## Problem details
Retype, word for word, every line of the records below starting at the one that contains "Target: sauce bottle" and ending at the one that contains "Target: green grass lawn"; include both of those lines and nothing more.

## Dataset records
..............................

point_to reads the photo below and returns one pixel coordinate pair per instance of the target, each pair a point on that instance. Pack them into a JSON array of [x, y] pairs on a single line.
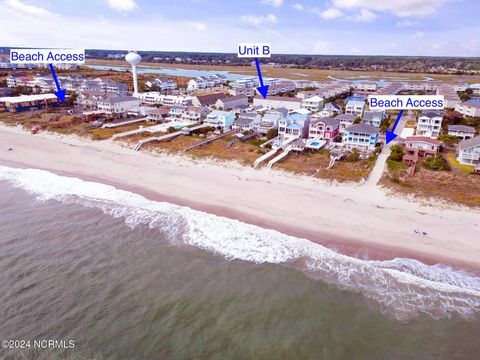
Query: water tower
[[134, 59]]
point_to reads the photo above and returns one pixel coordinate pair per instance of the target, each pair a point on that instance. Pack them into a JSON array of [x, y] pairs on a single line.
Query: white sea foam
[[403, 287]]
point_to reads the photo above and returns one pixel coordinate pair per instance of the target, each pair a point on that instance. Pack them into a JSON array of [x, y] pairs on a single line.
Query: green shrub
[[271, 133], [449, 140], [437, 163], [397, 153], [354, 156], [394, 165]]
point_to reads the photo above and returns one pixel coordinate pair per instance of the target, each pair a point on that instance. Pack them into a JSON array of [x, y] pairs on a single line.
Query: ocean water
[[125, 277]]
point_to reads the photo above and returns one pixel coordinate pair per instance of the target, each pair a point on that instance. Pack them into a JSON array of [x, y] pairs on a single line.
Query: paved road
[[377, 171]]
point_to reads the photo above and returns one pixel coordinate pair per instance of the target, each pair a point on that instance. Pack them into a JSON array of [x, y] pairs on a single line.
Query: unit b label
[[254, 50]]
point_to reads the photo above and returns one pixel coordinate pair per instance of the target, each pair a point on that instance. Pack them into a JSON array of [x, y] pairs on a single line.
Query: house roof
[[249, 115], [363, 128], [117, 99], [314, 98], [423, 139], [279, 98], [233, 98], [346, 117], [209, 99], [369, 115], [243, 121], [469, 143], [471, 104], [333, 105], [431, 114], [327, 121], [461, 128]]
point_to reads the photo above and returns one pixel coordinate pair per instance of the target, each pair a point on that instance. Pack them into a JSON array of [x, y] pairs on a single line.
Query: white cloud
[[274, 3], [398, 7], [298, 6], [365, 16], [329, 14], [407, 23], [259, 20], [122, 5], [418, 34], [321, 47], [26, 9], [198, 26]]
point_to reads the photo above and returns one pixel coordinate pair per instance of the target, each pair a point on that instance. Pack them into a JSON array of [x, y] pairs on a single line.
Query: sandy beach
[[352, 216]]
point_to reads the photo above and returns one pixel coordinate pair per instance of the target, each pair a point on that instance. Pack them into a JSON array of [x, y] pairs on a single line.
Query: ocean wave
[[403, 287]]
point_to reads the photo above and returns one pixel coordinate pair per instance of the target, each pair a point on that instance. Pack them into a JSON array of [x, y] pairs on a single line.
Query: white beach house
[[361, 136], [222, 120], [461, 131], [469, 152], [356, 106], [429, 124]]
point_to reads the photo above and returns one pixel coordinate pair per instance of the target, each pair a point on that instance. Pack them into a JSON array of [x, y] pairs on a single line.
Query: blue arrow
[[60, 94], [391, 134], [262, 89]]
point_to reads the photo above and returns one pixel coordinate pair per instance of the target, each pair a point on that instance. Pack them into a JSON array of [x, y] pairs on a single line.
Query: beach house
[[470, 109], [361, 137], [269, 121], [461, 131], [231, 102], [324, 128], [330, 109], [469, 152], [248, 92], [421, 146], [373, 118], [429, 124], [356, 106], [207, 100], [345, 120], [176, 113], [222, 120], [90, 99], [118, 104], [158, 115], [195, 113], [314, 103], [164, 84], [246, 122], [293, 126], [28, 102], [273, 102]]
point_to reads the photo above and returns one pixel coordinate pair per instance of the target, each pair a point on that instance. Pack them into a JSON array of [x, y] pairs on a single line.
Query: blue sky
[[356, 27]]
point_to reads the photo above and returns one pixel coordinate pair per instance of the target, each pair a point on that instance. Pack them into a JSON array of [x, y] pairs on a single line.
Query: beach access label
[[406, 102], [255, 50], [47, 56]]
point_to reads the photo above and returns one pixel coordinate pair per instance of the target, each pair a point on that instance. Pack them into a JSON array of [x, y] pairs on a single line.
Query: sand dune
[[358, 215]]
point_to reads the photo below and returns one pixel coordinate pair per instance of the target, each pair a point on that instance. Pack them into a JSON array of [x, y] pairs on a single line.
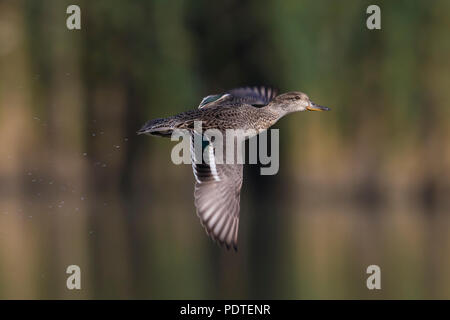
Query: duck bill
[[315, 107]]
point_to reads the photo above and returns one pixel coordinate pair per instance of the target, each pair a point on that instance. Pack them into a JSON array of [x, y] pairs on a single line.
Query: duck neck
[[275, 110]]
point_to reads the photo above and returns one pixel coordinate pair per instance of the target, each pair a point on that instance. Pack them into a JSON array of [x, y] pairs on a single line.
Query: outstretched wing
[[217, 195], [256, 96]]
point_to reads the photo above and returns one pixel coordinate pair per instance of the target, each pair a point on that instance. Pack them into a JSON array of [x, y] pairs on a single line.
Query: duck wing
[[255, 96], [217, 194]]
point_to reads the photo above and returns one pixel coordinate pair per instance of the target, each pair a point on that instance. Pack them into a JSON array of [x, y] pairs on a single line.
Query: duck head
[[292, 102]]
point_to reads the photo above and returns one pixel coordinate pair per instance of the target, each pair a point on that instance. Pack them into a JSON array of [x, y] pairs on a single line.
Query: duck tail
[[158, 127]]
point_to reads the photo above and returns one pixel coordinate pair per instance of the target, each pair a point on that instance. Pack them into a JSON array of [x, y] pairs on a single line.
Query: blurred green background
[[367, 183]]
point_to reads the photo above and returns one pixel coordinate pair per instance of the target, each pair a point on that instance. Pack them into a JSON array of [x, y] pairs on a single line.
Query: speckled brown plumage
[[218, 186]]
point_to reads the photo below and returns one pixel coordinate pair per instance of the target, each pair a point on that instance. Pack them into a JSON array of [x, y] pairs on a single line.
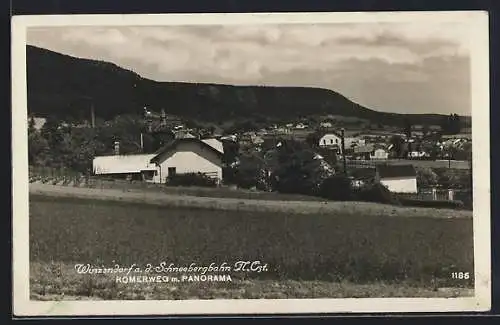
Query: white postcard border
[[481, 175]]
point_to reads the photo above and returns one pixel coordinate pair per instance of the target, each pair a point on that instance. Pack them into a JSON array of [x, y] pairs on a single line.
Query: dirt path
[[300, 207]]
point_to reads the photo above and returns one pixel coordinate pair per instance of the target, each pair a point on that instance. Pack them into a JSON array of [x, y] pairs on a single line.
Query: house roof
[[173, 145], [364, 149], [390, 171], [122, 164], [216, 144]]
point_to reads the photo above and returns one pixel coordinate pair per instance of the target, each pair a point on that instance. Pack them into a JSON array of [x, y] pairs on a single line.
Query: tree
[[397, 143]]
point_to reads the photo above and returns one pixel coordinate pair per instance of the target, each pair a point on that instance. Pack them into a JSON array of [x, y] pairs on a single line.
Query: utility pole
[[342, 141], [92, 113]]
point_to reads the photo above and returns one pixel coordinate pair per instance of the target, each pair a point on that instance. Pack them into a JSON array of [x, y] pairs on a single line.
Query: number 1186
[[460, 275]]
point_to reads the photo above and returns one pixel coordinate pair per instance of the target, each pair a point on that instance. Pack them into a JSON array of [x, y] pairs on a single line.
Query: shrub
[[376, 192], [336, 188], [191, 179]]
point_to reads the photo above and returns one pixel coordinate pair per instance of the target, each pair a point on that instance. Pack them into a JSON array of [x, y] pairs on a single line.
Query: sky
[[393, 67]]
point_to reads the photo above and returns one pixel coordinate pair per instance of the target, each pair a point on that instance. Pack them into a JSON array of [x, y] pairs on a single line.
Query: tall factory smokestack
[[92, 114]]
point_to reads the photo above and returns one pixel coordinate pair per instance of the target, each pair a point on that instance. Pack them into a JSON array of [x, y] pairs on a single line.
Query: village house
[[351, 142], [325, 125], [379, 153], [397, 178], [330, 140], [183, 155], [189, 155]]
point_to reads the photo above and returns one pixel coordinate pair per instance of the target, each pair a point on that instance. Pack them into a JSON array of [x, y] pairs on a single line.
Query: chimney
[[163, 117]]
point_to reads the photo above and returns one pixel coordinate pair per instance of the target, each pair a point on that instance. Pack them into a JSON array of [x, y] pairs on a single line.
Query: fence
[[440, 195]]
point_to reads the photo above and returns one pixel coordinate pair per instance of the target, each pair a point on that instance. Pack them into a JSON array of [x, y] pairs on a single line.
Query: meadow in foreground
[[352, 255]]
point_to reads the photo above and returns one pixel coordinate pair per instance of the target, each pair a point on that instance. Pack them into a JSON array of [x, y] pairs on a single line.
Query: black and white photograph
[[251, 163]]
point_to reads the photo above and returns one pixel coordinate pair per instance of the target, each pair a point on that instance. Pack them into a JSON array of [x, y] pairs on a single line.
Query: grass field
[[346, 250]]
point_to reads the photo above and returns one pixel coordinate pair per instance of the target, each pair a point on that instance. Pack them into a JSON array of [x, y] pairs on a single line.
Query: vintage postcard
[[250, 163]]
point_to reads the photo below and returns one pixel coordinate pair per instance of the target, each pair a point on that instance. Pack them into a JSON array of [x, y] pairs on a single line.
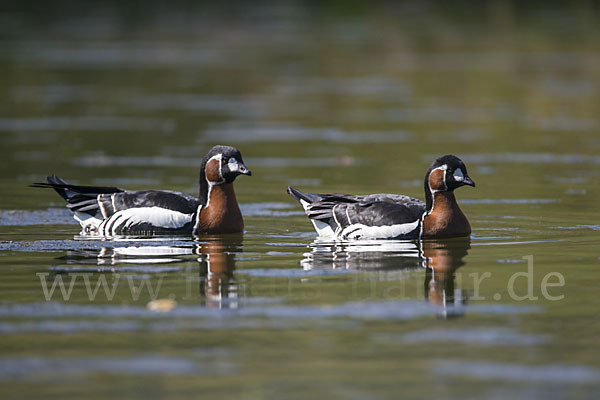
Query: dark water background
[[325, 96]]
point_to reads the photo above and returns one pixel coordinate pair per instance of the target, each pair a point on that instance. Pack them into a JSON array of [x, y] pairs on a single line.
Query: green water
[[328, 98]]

..............................

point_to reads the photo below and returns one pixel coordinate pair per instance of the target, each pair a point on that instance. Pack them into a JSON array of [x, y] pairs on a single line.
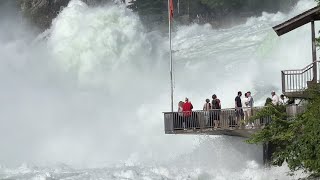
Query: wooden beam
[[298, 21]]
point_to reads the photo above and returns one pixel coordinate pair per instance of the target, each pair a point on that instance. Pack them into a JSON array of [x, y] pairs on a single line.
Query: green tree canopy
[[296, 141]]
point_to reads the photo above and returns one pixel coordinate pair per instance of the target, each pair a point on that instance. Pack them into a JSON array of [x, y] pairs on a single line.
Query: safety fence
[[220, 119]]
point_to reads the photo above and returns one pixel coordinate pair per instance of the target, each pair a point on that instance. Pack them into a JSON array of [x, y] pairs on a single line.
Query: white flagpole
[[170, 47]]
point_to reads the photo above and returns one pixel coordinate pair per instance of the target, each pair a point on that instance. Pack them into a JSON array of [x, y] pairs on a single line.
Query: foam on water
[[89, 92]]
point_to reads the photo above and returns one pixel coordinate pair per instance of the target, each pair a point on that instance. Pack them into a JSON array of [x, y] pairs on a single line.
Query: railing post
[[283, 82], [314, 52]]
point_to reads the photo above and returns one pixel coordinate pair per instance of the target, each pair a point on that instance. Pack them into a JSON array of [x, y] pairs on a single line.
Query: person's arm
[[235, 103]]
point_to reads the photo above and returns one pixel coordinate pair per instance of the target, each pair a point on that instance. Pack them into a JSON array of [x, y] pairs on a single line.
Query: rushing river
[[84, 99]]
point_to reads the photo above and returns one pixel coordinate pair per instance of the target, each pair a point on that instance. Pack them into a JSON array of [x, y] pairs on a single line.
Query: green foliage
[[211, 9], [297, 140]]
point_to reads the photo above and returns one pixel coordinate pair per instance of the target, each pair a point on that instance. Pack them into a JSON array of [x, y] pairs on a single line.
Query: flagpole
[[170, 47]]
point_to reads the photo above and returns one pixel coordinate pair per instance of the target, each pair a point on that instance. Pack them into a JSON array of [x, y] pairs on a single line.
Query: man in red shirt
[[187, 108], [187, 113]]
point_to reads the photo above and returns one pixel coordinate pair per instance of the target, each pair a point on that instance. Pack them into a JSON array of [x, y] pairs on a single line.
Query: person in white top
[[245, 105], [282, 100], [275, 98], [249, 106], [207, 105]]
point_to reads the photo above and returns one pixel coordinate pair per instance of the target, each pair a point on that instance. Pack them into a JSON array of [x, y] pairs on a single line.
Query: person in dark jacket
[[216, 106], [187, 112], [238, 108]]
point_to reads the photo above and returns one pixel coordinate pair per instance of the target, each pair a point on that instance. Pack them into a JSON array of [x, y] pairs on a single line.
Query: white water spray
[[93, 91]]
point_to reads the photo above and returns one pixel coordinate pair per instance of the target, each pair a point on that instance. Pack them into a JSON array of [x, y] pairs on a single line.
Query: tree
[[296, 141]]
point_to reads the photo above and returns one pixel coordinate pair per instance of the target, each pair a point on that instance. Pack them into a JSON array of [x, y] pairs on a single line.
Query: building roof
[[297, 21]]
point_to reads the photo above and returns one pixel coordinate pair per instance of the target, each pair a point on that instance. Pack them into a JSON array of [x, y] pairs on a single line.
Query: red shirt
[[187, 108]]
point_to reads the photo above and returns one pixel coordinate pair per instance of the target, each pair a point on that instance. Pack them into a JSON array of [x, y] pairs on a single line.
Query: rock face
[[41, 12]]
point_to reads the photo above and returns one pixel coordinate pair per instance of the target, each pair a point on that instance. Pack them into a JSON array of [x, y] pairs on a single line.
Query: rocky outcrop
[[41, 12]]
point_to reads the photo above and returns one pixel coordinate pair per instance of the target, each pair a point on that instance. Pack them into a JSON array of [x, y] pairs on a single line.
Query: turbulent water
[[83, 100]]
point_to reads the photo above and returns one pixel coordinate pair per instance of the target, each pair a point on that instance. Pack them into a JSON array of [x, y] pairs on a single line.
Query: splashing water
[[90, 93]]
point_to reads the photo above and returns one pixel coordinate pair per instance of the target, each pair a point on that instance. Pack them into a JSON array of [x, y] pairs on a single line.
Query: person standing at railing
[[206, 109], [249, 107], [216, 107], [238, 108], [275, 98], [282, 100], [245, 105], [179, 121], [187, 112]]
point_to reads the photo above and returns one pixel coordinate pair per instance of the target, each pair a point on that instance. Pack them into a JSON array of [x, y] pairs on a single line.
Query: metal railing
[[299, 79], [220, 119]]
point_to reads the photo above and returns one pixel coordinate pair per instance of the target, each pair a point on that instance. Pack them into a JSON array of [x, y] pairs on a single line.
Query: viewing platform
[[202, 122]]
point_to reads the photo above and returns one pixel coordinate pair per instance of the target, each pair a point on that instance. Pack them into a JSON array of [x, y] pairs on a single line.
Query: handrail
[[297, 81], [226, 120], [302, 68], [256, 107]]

..............................

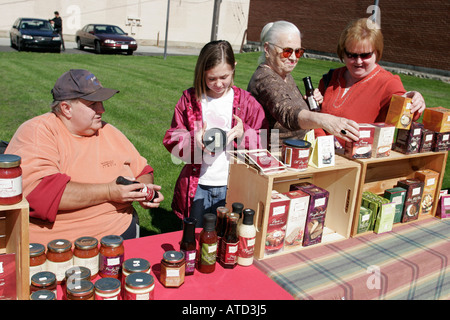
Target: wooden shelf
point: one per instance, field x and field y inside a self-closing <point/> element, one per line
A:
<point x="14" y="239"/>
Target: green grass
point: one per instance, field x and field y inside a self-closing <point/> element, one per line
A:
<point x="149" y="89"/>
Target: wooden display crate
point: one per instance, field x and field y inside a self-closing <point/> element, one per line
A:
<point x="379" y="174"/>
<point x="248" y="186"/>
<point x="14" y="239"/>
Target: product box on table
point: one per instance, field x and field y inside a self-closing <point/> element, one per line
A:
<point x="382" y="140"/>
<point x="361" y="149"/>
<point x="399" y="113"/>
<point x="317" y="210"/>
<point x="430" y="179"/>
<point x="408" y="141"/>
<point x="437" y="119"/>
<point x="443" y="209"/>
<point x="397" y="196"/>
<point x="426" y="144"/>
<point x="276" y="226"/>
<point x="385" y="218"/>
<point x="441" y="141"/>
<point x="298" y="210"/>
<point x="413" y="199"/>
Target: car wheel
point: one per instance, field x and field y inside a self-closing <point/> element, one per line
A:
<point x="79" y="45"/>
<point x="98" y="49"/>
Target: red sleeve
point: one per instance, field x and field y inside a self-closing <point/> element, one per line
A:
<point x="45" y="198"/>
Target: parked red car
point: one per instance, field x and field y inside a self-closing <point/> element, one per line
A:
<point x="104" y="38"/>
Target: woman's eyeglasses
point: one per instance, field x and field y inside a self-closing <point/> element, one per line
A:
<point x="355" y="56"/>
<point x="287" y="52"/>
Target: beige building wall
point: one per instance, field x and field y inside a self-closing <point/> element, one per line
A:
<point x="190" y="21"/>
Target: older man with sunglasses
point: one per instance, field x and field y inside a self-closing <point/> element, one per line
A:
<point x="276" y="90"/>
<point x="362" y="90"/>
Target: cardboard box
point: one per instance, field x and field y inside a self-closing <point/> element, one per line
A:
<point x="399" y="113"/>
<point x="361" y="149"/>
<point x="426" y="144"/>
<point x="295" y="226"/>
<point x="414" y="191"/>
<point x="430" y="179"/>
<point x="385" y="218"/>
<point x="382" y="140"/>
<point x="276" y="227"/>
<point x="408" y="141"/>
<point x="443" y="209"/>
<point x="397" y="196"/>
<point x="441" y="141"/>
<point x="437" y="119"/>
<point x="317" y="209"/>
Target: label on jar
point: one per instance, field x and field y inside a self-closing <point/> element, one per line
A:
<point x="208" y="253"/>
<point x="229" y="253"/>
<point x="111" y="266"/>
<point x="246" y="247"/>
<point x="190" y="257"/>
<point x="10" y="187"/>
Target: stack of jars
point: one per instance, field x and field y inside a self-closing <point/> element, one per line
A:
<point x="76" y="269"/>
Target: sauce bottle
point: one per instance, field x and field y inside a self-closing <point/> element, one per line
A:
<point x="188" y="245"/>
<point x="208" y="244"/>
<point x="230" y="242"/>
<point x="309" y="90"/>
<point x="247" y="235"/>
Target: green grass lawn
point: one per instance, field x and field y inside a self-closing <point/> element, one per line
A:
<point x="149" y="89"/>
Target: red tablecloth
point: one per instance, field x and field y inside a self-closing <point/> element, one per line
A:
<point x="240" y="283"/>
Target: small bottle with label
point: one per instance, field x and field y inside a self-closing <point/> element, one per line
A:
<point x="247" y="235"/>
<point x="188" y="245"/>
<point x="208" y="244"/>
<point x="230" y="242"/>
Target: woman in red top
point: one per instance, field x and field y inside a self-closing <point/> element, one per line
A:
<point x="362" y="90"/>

..............................

## Output
Target: sauce bottle
point: one per instance, field x and field y inside a self-closing <point/> element, one per line
A:
<point x="188" y="245"/>
<point x="208" y="244"/>
<point x="230" y="242"/>
<point x="309" y="90"/>
<point x="247" y="235"/>
Target: green grass lawn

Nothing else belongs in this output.